WHAT IS EXPECTED
Output exactly the lines that run from the line with "of the beige" to the end of the material, both ends included, and no other lines.

*** Opening MATERIAL PROVIDED ***

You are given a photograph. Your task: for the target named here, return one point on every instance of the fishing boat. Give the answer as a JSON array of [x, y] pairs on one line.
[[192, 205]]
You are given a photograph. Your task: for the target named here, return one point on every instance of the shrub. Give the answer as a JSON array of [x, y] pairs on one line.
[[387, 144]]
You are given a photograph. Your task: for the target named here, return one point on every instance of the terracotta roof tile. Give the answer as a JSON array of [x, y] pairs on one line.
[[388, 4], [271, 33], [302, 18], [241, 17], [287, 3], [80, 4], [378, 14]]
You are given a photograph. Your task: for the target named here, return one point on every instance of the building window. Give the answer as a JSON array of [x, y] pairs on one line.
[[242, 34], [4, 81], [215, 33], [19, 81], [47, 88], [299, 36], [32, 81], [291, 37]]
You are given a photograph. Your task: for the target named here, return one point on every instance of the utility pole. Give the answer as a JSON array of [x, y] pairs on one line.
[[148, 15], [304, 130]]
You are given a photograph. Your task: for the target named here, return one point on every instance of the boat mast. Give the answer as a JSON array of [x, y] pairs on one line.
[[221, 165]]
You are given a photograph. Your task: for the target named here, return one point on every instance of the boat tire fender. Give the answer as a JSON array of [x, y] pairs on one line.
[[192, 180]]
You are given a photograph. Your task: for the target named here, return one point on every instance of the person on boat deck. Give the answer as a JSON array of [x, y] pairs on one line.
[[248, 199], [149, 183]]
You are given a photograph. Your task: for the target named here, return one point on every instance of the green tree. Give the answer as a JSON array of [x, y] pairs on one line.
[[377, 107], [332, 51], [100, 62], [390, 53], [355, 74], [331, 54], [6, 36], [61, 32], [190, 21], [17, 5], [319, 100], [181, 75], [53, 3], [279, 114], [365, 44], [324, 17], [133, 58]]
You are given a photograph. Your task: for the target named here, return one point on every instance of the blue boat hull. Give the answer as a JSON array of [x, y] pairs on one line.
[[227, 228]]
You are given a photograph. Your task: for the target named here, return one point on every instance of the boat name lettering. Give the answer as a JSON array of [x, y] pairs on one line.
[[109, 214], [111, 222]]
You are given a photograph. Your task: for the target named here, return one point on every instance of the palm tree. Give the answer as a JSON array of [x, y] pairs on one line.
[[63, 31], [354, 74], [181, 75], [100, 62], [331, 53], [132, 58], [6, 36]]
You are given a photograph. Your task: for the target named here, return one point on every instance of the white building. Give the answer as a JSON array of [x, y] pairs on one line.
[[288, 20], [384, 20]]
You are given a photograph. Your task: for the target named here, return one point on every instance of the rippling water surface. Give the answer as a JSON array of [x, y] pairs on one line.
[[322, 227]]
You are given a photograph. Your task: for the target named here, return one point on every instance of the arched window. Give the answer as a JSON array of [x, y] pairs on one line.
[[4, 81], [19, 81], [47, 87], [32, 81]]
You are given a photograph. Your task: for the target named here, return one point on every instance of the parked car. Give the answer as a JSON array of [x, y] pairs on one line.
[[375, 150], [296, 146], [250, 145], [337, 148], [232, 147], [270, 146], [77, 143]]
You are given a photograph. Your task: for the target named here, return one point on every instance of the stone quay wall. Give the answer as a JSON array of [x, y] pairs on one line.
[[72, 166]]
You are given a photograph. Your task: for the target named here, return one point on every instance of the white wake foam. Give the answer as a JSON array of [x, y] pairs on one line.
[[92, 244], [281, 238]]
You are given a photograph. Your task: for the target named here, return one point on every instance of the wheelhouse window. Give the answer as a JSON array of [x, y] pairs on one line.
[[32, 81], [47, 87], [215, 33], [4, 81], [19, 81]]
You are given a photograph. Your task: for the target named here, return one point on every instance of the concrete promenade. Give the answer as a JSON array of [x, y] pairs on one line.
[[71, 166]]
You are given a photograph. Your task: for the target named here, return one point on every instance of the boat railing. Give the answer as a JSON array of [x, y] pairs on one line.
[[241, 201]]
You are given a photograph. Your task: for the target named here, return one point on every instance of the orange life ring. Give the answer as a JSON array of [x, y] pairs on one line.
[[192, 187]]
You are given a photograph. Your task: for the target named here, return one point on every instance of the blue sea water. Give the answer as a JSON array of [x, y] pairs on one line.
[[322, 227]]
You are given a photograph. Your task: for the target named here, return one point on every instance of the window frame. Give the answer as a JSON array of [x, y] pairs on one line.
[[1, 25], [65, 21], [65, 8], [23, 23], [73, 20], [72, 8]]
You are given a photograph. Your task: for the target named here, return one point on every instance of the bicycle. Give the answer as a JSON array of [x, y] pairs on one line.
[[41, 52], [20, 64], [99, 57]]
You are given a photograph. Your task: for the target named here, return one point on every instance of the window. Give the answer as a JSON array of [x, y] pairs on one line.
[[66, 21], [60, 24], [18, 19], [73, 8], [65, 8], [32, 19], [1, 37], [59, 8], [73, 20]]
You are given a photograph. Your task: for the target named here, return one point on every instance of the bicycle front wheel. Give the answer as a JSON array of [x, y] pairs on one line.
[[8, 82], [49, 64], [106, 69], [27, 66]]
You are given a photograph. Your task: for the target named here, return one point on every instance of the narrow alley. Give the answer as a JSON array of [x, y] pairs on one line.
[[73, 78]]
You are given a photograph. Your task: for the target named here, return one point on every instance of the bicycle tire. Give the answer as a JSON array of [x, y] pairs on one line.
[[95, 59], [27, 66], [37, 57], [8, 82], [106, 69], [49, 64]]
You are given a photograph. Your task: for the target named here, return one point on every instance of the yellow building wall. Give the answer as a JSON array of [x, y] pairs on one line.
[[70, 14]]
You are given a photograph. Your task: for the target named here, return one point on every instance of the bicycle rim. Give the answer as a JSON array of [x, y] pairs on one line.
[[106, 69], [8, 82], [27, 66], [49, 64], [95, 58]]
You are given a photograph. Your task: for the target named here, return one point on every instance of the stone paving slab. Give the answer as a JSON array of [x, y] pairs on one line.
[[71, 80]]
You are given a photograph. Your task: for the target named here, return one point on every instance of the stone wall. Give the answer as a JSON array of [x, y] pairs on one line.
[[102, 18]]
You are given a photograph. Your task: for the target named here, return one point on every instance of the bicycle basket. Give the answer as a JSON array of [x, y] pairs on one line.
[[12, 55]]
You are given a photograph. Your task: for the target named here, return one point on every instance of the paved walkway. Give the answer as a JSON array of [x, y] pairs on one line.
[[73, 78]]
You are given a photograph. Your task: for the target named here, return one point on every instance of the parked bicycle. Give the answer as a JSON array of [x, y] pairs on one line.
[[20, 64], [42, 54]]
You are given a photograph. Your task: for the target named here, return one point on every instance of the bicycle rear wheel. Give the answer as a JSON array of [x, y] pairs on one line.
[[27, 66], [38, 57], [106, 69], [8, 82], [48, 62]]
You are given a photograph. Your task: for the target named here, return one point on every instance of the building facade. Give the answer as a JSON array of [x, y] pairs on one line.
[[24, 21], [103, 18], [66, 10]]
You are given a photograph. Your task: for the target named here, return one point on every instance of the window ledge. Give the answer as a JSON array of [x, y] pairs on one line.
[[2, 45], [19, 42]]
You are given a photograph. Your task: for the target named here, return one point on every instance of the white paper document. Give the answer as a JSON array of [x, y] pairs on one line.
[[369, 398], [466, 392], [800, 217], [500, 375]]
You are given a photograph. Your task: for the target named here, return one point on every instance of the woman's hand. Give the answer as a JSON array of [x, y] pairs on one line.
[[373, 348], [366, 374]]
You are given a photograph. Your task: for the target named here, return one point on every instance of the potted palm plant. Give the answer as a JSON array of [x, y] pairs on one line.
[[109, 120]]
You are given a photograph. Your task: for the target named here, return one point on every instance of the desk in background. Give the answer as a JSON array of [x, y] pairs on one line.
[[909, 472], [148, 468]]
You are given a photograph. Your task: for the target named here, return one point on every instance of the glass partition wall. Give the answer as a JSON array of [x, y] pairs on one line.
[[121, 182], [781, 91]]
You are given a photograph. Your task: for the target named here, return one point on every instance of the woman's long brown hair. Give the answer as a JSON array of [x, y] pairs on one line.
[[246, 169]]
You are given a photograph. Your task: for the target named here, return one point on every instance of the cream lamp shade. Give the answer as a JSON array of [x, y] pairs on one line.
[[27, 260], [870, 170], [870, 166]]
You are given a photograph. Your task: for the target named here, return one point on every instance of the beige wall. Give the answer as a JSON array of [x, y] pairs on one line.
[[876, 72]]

*** Closing MATERIAL PROVIDED ***

OUTPUT
You are given a photograph. Your task: for the target named here, return one point on every instance of the beige wall. Give the answer as a JSON array of [x, y] pairs on one line.
[[876, 72]]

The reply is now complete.